[Start of Exercise material]

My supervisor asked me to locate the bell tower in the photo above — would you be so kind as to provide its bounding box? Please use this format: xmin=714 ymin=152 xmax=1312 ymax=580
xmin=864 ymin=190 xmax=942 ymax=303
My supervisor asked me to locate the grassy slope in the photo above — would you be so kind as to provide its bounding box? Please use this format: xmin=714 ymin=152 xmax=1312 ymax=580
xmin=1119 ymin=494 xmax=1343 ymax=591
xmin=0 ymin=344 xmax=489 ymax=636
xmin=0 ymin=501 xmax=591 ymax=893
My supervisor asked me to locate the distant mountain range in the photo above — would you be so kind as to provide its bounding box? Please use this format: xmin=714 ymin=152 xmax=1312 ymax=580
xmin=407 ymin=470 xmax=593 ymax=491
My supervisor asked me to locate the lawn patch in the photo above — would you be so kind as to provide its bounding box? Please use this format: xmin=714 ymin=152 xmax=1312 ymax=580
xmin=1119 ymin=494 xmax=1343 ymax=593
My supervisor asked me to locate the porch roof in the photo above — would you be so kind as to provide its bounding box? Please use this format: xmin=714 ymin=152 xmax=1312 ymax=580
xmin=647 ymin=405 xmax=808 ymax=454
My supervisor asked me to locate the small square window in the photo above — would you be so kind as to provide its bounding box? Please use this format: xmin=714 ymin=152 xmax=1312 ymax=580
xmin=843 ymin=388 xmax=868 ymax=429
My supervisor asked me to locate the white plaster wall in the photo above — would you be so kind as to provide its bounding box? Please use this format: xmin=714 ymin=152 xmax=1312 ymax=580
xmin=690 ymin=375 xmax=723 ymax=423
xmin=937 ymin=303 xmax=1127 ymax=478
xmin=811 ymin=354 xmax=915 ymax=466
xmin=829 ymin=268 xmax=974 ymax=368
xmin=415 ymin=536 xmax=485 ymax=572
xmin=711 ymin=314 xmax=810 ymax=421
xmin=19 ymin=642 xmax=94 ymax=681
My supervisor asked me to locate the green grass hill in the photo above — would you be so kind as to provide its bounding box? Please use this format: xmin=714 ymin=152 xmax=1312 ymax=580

[End of Exercise material]

*What is required*
Copy the lines of the records verbatim, starting at the line containing "My supervisor asked me to locate the distant" and ending at the line containing "xmin=1119 ymin=494 xmax=1343 ymax=593", with both of those lines included.

*Exercise answer*
My supervisor asked me to locate the distant mountain range in the photo above — would you be so kind as to provide its bounding box? Please use this format: xmin=714 ymin=152 xmax=1312 ymax=580
xmin=407 ymin=470 xmax=593 ymax=491
My supervisor asked me to locate the lawn patch in the photo above — would you be so kind as to provide its bounding box? Please use this format: xmin=714 ymin=152 xmax=1312 ymax=580
xmin=1119 ymin=494 xmax=1343 ymax=593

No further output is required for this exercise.